What this task involves: Rewrite every line of the material below as a Markdown table with the columns "Row" and "Line", leaving out any blank lines.

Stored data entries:
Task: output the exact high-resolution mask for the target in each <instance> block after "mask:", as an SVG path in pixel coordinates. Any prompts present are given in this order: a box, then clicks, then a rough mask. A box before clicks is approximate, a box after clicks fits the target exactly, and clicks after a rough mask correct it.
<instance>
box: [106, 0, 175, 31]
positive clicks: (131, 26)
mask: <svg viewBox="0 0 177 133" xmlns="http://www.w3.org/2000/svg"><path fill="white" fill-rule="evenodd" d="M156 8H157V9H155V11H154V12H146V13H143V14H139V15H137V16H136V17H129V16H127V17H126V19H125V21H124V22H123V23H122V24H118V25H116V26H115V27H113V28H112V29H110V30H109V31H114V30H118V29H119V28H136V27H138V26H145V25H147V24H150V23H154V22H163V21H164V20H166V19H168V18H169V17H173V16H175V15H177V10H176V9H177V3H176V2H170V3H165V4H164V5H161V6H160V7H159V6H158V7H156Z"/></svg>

Result of this exercise:
| Row | Line |
|---|---|
| 1 | Task: output the exact high-resolution mask for the target in each <instance> block after "mask:", as an SVG path in pixel coordinates. Any prompts present are given in this order: a box, then clicks, then a rough mask. A box before clicks is approximate, a box after clicks fits the target exactly, and clicks after a rough mask correct it. |
| 2 | <instance> |
| 3 | box: [106, 0, 175, 31] |
| 4 | positive clicks: (131, 26) |
| 5 | mask: <svg viewBox="0 0 177 133" xmlns="http://www.w3.org/2000/svg"><path fill="white" fill-rule="evenodd" d="M156 8H157V9H155V11H154V12H146V13H143V14H139V15H137V16H136V17H129V16H127V17H126V19H125V21H124V22H123V23H122V24H118V25H116V26H115V27H113V28H112V29H110V30H109V31H114V30H118V29H119V28H136V27H138V26H145V25H147V24H150V23H154V22H163V21H164V20H166V19H168V18H169V17H173V16H175V15H177V10H176V9H177V3H176V2H170V3H165V4H164V5H161V6H160V7H159V6H158V7H156Z"/></svg> |